Data rows:
** START **
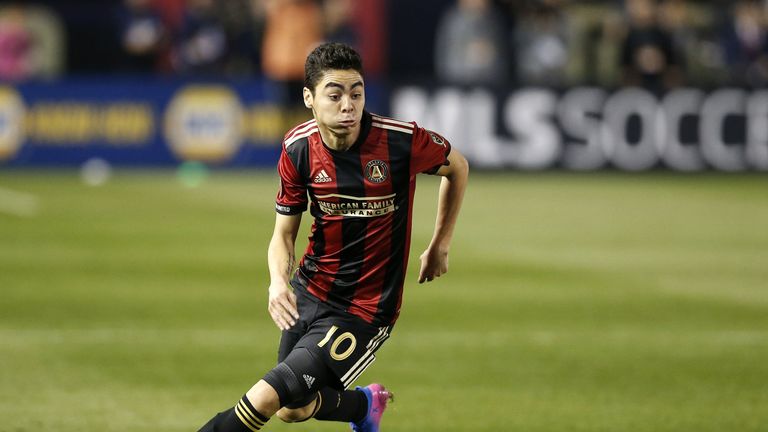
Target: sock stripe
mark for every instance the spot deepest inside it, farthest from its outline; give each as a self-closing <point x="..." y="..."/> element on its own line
<point x="246" y="421"/>
<point x="252" y="414"/>
<point x="318" y="404"/>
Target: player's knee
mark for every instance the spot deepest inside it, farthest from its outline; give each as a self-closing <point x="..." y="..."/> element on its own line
<point x="264" y="398"/>
<point x="295" y="415"/>
<point x="297" y="379"/>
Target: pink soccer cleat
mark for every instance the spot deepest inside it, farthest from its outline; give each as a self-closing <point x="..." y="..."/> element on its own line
<point x="378" y="397"/>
** END **
Goal of the exercise: Copy out the material with each "Target" renamed to "Label" and everything else left as it is. Leave out the pictures.

Exercise result:
Label: sock stripe
mark for every instance the spot deepest inside it, farthest from its outline; give each as a self-closing <point x="..." y="..."/> element on its own line
<point x="246" y="421"/>
<point x="252" y="414"/>
<point x="318" y="404"/>
Label: player's knee
mark for every instance the spot deepest inside it, farthest from its outline; give each as a self-closing <point x="..." y="..."/> element on its own line
<point x="264" y="398"/>
<point x="295" y="415"/>
<point x="297" y="379"/>
Label: pink soccer cleat
mark for every instance the spot deepest inside it, farthest from its outline; give each as a self-closing <point x="..." y="..."/> element on its own line
<point x="378" y="397"/>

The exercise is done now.